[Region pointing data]
◆ ◆ ◆ ◆ ◆

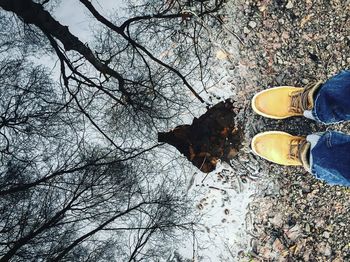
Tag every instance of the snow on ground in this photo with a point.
(221, 201)
(219, 198)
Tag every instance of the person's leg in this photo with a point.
(325, 155)
(330, 158)
(328, 102)
(332, 100)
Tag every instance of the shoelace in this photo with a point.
(295, 148)
(299, 99)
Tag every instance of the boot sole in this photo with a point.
(263, 134)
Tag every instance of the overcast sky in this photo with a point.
(74, 15)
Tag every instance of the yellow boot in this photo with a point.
(282, 148)
(284, 101)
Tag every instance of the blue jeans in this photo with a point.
(330, 151)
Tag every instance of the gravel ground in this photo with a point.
(296, 217)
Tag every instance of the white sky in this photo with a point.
(222, 235)
(73, 14)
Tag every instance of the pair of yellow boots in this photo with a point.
(279, 103)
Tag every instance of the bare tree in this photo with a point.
(80, 182)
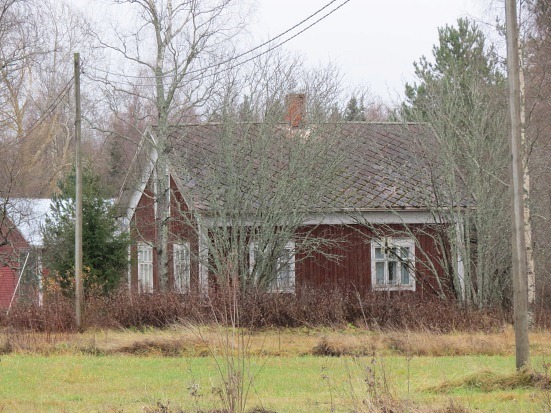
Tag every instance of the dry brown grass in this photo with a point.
(198, 341)
(488, 381)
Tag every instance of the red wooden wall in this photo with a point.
(9, 263)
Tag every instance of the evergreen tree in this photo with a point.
(461, 57)
(462, 94)
(104, 247)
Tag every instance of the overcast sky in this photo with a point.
(374, 42)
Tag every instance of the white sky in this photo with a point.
(374, 42)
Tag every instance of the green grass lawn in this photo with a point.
(86, 383)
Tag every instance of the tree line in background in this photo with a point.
(184, 67)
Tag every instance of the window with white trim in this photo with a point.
(145, 266)
(284, 278)
(393, 264)
(181, 260)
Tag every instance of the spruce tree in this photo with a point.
(104, 247)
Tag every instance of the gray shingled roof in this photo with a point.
(381, 163)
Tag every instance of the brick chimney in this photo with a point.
(296, 103)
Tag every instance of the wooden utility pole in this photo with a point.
(78, 199)
(520, 266)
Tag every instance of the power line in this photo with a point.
(217, 65)
(49, 109)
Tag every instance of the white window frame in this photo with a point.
(386, 259)
(276, 285)
(145, 267)
(181, 266)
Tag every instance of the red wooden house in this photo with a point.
(377, 208)
(20, 249)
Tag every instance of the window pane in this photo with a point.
(405, 274)
(392, 272)
(380, 273)
(283, 279)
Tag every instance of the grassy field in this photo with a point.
(129, 371)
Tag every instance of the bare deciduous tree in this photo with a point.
(178, 48)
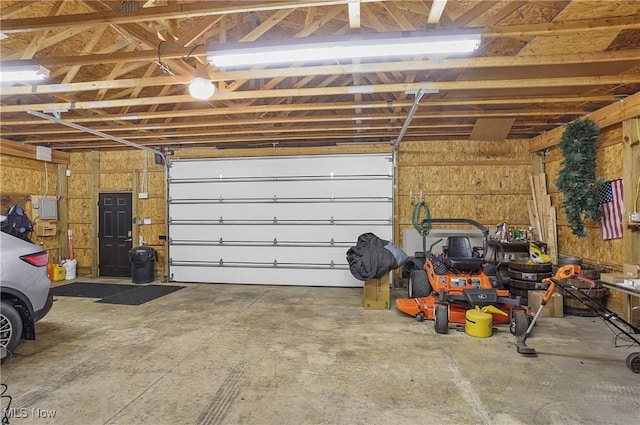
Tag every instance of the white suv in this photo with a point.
(25, 289)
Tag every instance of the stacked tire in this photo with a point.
(589, 293)
(525, 277)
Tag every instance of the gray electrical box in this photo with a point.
(48, 209)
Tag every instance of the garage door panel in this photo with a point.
(281, 167)
(267, 276)
(290, 212)
(248, 233)
(275, 220)
(323, 190)
(265, 254)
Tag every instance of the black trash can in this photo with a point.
(142, 258)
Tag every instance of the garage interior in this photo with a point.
(251, 198)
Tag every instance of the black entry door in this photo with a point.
(115, 213)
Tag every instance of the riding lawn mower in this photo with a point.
(457, 280)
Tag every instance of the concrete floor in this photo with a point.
(233, 354)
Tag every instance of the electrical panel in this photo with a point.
(48, 208)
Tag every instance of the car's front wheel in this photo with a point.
(10, 326)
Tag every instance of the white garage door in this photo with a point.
(285, 220)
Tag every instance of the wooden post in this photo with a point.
(95, 188)
(631, 176)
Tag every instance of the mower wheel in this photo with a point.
(441, 319)
(519, 323)
(633, 362)
(419, 285)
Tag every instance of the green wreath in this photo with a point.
(577, 176)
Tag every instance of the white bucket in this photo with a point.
(70, 268)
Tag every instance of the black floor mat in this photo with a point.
(90, 290)
(114, 293)
(140, 294)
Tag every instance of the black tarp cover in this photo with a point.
(373, 257)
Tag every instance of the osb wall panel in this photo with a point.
(79, 185)
(479, 180)
(28, 176)
(122, 160)
(80, 210)
(80, 161)
(592, 249)
(118, 172)
(116, 181)
(21, 178)
(154, 208)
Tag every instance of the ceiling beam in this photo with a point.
(609, 115)
(497, 62)
(172, 11)
(38, 126)
(436, 11)
(354, 15)
(332, 106)
(493, 85)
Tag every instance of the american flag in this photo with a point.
(611, 202)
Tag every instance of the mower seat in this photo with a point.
(458, 255)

◆ ◆ ◆ ◆ ◆

- [Exercise aim]: Copy out exactly the lines that run from the one holding "Tag every instance of the osb" through the end of the data above.

- [Response to this exercise]:
Tag every instance of the osb wall panel in this photo with a point.
(79, 185)
(479, 180)
(28, 176)
(122, 160)
(80, 210)
(80, 161)
(592, 249)
(118, 172)
(116, 181)
(21, 178)
(154, 208)
Tag every instance of the ceiling beam in this photo with a point.
(609, 115)
(497, 62)
(172, 11)
(38, 126)
(436, 11)
(354, 15)
(332, 106)
(493, 85)
Tag every instance of the american flag in this photo with a point.
(611, 202)
Tag every instance of the mower seat in this photo with a point.
(458, 255)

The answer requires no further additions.